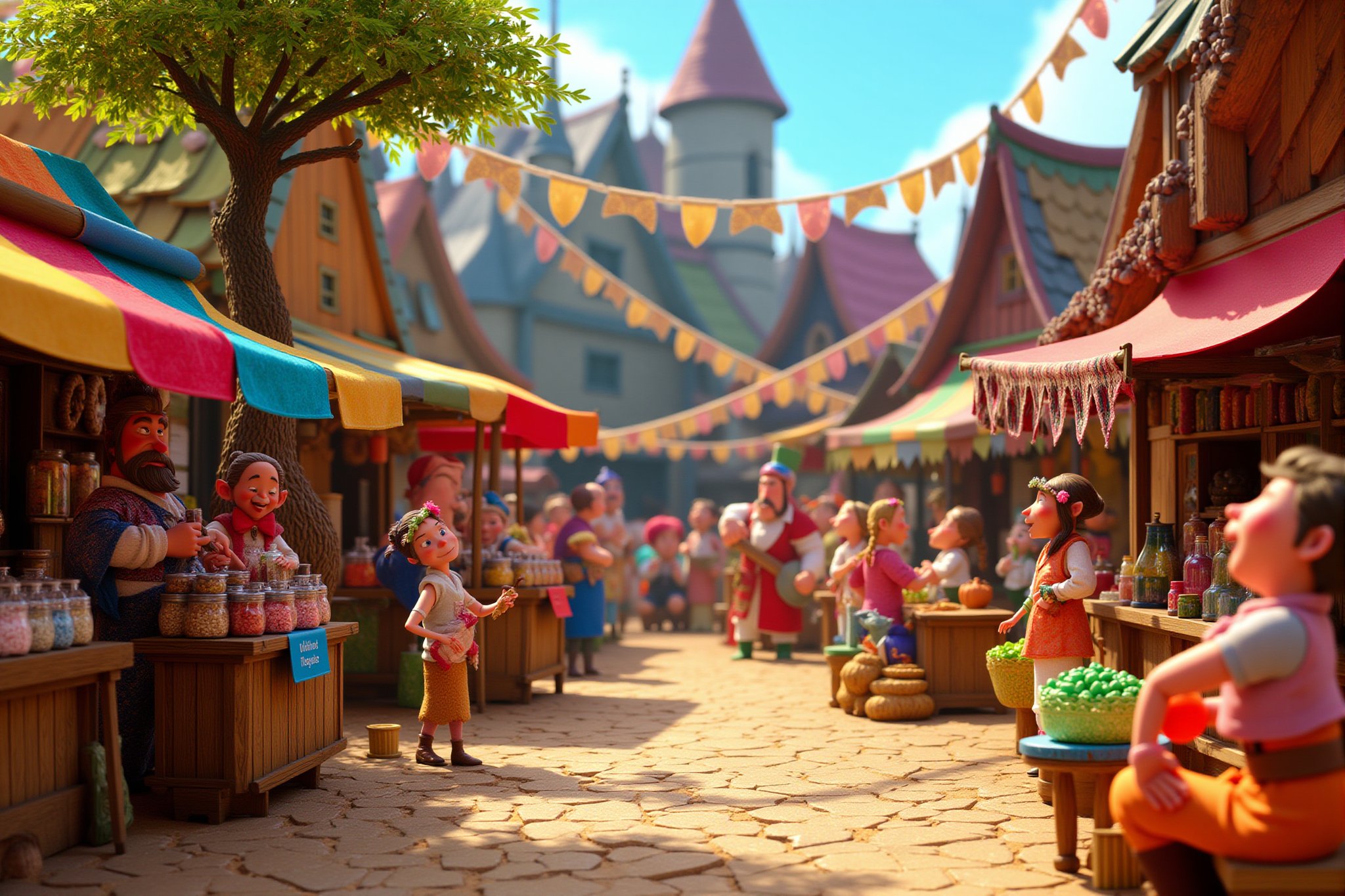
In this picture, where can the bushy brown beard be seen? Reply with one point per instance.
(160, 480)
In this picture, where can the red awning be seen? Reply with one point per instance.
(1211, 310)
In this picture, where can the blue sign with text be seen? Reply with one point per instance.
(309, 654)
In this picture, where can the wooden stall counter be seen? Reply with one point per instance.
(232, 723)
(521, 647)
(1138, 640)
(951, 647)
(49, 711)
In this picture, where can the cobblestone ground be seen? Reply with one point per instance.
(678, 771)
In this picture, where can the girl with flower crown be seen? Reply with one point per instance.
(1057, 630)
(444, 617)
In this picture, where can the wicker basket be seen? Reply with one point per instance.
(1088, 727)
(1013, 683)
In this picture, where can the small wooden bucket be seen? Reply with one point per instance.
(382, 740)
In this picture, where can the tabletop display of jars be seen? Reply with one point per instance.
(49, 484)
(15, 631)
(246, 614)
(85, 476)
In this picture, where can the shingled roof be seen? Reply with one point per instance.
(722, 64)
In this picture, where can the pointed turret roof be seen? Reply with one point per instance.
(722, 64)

§ **WHAT IS BEING ASKED**
Only the stretch of lines that begins with the one holding "In this picture, where can the tabletop" and ends with the last line above belongs in the answer; please write it out exactly.

§ **THE COMPLETED TASK**
In this picture, where can the tabletop display of jars be seen? Reply with one point per instance.
(49, 484)
(15, 631)
(246, 614)
(85, 476)
In this picture, where can the shingled roof be seen? Reply with one point per instance.
(722, 64)
In this picture, where can the pointed turret roof be seen? Reply with one point per instance.
(722, 64)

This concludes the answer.